Collected data entries:
▼

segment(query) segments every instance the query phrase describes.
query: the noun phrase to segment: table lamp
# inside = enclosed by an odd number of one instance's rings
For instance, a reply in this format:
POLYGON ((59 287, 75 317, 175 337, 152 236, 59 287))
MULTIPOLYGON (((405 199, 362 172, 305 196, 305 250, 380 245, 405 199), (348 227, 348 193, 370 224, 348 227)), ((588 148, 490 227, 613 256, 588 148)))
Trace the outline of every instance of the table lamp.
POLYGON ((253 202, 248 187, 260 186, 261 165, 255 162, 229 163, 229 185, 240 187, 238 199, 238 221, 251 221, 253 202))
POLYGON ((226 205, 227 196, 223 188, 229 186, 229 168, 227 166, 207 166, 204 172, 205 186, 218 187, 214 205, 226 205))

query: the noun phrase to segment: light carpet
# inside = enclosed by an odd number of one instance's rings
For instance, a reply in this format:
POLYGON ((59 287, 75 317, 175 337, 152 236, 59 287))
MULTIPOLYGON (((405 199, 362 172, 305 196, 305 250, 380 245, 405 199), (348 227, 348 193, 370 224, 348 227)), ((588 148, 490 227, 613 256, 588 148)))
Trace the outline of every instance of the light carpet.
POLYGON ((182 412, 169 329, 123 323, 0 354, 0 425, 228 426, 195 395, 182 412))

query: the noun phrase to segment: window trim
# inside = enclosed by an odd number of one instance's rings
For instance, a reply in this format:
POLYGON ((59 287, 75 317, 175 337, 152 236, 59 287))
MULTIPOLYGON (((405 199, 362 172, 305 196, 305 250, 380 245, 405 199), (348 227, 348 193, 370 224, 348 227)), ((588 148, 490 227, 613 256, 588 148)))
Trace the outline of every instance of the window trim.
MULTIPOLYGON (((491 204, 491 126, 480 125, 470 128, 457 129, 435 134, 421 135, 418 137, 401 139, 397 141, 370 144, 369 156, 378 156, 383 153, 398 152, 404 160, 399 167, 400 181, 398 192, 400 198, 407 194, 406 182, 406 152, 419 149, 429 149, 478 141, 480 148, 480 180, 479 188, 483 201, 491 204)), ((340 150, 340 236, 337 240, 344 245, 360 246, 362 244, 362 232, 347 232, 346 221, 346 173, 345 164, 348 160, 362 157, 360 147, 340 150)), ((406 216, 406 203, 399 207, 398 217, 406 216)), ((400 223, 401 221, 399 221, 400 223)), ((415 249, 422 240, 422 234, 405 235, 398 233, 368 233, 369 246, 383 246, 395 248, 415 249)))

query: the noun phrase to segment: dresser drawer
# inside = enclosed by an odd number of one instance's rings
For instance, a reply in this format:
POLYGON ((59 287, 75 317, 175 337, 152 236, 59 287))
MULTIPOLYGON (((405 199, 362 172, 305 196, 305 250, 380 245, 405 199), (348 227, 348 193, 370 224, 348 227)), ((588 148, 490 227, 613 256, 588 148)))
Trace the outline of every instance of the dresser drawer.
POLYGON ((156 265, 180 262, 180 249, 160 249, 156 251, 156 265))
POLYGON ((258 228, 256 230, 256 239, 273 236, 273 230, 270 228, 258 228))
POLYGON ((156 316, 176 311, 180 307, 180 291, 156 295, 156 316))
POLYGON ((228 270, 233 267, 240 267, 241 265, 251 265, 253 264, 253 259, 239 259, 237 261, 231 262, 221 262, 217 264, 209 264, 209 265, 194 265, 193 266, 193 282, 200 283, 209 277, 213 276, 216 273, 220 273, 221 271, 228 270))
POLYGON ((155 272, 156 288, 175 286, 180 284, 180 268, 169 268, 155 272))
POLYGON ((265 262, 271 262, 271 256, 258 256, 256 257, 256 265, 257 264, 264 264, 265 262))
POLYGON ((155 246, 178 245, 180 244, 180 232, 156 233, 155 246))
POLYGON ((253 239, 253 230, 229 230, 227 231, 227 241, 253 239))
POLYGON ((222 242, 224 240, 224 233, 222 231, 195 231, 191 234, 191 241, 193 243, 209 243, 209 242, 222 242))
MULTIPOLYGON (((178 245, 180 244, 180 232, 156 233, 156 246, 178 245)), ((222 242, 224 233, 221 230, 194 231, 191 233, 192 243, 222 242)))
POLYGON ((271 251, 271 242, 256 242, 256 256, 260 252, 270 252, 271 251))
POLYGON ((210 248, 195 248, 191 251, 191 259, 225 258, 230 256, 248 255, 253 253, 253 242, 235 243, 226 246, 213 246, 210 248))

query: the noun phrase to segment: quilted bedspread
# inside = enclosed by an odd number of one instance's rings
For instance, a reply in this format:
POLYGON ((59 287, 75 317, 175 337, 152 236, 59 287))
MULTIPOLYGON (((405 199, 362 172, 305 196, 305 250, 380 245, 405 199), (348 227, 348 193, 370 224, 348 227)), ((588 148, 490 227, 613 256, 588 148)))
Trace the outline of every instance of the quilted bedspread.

▲

_Problem to solve_:
Each entry in the data should be restated exactly as it was written.

_Expected output_:
segment(query) segments every instance the query phrase describes.
query: the noun phrase to segment: table lamp
# inside = enclosed by an odd number of one instance's rings
For instance, a reply in this format:
POLYGON ((59 287, 75 317, 175 337, 152 236, 59 287))
MULTIPOLYGON (((405 199, 362 172, 305 196, 305 250, 380 245, 405 199), (348 227, 348 193, 370 224, 348 227)), ((588 148, 490 227, 613 256, 588 148)))
Trace the outline of every instance of the table lamp.
POLYGON ((253 202, 248 187, 260 186, 261 165, 255 162, 229 163, 229 185, 240 187, 238 199, 238 221, 251 221, 253 202))
POLYGON ((226 205, 227 196, 223 188, 229 186, 229 168, 227 166, 207 166, 204 172, 205 186, 218 187, 214 205, 226 205))

query: the noun phrase to segment: light carpet
# inside = enclosed by an odd number of one instance's rings
For instance, a reply in this format:
POLYGON ((59 287, 75 317, 175 337, 152 236, 59 287))
MULTIPOLYGON (((405 199, 362 172, 305 196, 305 250, 380 245, 405 199), (348 227, 348 193, 370 224, 348 227)), ((588 148, 490 227, 613 256, 588 148)))
Trace the outline of every instance of the light carpet.
POLYGON ((182 412, 169 329, 123 323, 0 354, 0 425, 228 426, 195 395, 182 412))

query: the noun phrase to segment: window trim
# inside = enclosed by an odd number of one instance's rings
For instance, a reply in this format:
POLYGON ((59 287, 75 317, 175 337, 152 236, 59 287))
MULTIPOLYGON (((405 199, 362 172, 305 196, 305 250, 380 245, 405 199), (348 227, 348 193, 370 224, 348 227)), ((588 148, 490 227, 613 256, 588 148)))
Trace the outline of every instance of the window trim.
MULTIPOLYGON (((491 204, 491 126, 480 125, 470 128, 457 129, 435 134, 421 135, 418 137, 401 139, 397 141, 370 144, 369 156, 378 156, 383 153, 398 152, 404 160, 399 167, 400 181, 398 192, 400 198, 407 194, 406 182, 406 152, 419 149, 429 149, 478 141, 480 148, 480 180, 479 188, 483 201, 491 204)), ((340 150, 340 236, 337 240, 344 245, 360 246, 362 244, 362 232, 347 232, 346 221, 346 173, 345 164, 348 160, 362 157, 360 147, 340 150)), ((406 216, 406 203, 399 207, 398 217, 406 216)), ((400 223, 401 221, 399 221, 400 223)), ((415 249, 422 240, 422 234, 405 235, 398 233, 368 233, 369 246, 383 246, 395 248, 415 249)))

query: the noun phrase to segment: dresser drawer
# inside = enclosed by an odd number of one instance's rings
For instance, a reply in this format:
POLYGON ((59 287, 75 317, 175 337, 152 236, 59 287))
MULTIPOLYGON (((405 199, 362 172, 305 196, 305 250, 380 245, 405 199), (348 227, 348 193, 370 224, 348 227)), ((588 148, 490 227, 613 256, 588 148)))
Trace the outline of every instance of the dresser drawer.
POLYGON ((156 265, 180 262, 180 249, 160 249, 156 251, 156 265))
POLYGON ((258 228, 256 230, 256 239, 273 236, 273 230, 270 228, 258 228))
POLYGON ((156 316, 176 311, 180 307, 180 291, 156 295, 156 316))
POLYGON ((228 270, 233 267, 240 267, 241 265, 251 265, 253 264, 253 259, 239 259, 237 261, 231 262, 221 262, 217 264, 209 264, 209 265, 194 265, 193 266, 193 282, 200 283, 209 277, 213 276, 216 273, 220 273, 221 271, 228 270))
POLYGON ((155 272, 156 288, 175 286, 180 284, 180 268, 169 268, 155 272))
POLYGON ((265 262, 271 262, 271 256, 258 256, 256 257, 256 265, 257 264, 264 264, 265 262))
POLYGON ((155 246, 178 245, 180 244, 180 232, 156 233, 155 246))
POLYGON ((253 239, 253 230, 229 230, 227 231, 227 241, 253 239))
POLYGON ((222 242, 224 240, 224 233, 222 231, 195 231, 191 234, 191 241, 193 243, 209 243, 209 242, 222 242))
MULTIPOLYGON (((178 245, 180 244, 180 232, 156 233, 156 246, 178 245)), ((222 242, 224 233, 221 230, 194 231, 191 233, 192 243, 222 242)))
POLYGON ((271 251, 271 242, 256 242, 256 256, 260 252, 270 252, 271 251))
POLYGON ((210 248, 195 248, 191 251, 191 259, 225 258, 230 256, 248 255, 253 253, 253 242, 235 243, 226 246, 213 246, 210 248))

query: the noun phrase to segment: quilted bedspread
# inside = enclosed by an odd number of one instance's rings
For instance, a reply in this format:
POLYGON ((59 287, 75 317, 175 337, 152 236, 59 287))
MULTIPOLYGON (((405 199, 362 172, 305 196, 305 250, 380 245, 405 199), (348 227, 348 193, 370 224, 348 227)), ((588 148, 490 227, 613 256, 588 148)))
Trace the outline of every instance of the quilted bedspread.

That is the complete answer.